━━ Working data ━━

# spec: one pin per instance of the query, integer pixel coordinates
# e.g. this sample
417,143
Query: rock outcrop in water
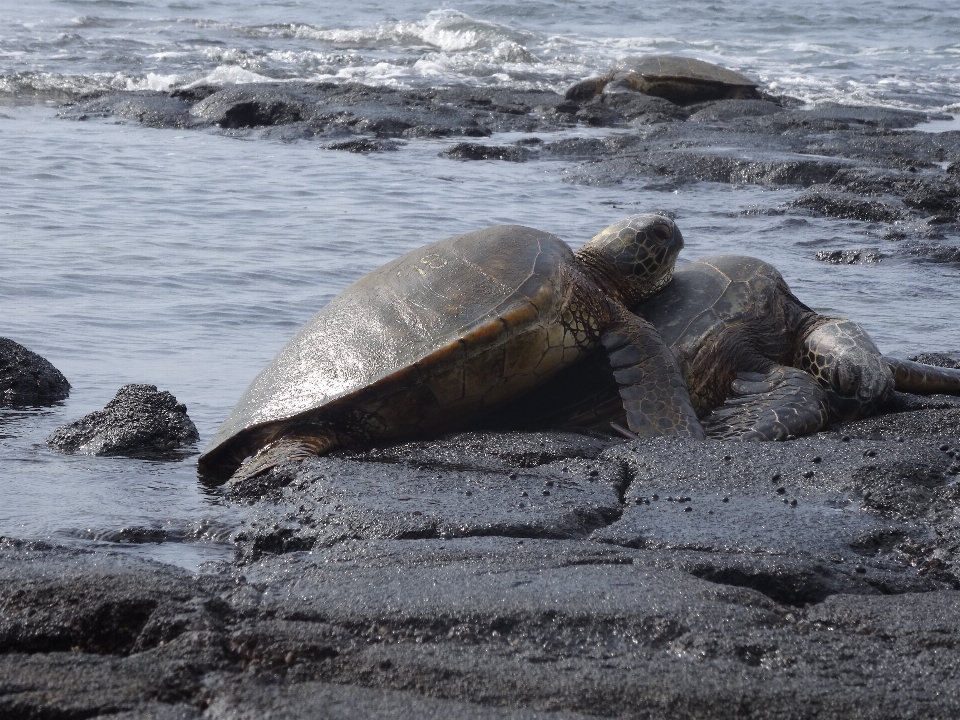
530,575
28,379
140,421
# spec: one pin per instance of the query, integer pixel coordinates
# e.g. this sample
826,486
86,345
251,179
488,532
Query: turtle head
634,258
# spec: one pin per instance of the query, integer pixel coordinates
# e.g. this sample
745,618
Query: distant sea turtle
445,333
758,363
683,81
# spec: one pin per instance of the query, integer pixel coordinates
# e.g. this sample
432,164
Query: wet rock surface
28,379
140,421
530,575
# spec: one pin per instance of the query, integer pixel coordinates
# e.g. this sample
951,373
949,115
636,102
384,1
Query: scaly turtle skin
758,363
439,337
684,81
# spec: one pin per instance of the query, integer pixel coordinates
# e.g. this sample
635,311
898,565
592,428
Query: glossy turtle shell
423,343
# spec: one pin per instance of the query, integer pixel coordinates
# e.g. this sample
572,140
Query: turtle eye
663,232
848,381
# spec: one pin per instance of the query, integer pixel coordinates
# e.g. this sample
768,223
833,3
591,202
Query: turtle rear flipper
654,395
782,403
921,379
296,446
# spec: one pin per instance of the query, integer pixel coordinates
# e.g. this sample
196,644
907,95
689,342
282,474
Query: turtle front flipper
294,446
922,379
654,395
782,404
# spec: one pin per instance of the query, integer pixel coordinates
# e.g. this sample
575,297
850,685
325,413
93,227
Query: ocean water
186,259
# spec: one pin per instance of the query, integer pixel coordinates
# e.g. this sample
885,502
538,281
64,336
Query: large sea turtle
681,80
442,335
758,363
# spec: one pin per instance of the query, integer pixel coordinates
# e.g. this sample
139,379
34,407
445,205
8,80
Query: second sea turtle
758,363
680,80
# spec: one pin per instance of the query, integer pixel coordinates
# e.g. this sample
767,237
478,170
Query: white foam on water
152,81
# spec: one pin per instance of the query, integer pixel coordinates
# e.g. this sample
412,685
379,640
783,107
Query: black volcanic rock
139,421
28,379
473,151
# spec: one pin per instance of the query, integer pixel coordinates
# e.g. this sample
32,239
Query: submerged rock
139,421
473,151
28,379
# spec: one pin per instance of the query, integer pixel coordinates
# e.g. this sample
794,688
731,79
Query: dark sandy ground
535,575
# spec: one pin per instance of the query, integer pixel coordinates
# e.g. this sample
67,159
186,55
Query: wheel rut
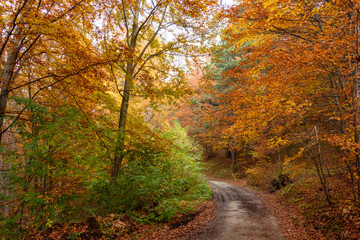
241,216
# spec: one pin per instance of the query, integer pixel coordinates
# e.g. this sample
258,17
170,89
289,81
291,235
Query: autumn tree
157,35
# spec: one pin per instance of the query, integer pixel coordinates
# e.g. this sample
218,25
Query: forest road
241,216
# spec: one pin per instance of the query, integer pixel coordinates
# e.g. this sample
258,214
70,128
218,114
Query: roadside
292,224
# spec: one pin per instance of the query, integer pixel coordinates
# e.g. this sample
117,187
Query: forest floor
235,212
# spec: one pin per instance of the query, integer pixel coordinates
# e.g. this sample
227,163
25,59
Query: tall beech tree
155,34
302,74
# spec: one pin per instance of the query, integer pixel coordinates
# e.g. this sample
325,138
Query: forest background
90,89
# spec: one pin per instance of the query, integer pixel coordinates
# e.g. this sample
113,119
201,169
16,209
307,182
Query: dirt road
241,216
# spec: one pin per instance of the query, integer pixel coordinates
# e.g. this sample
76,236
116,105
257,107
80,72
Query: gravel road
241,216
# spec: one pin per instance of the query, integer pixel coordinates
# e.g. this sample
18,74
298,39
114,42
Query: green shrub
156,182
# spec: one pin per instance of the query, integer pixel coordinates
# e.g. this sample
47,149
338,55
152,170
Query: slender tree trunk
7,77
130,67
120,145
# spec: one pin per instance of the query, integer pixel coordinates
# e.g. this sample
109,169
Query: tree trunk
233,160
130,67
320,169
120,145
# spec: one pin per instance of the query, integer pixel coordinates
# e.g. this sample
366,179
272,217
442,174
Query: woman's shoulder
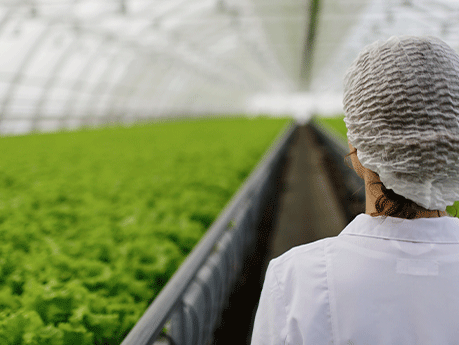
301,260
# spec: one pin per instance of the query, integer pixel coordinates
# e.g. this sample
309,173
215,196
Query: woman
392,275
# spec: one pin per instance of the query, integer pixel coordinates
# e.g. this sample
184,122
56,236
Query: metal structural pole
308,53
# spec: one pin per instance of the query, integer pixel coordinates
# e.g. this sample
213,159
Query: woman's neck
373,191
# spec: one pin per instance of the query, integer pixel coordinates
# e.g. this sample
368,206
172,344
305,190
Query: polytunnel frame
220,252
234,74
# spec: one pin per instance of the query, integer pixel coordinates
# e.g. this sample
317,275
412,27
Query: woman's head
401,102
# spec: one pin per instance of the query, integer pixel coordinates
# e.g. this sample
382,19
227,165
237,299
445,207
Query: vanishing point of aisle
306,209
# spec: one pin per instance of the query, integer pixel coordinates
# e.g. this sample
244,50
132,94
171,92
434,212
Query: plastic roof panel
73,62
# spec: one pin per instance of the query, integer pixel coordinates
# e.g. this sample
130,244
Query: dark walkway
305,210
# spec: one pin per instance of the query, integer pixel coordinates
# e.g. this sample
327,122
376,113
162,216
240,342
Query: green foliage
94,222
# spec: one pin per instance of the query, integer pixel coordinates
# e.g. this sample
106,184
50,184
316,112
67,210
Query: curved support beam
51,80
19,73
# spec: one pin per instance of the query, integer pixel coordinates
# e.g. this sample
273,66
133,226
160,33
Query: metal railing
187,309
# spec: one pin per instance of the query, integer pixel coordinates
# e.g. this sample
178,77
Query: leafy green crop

━━━

Count the lines in the items above that contain the word "forest" and give only the number.

Expected output:
3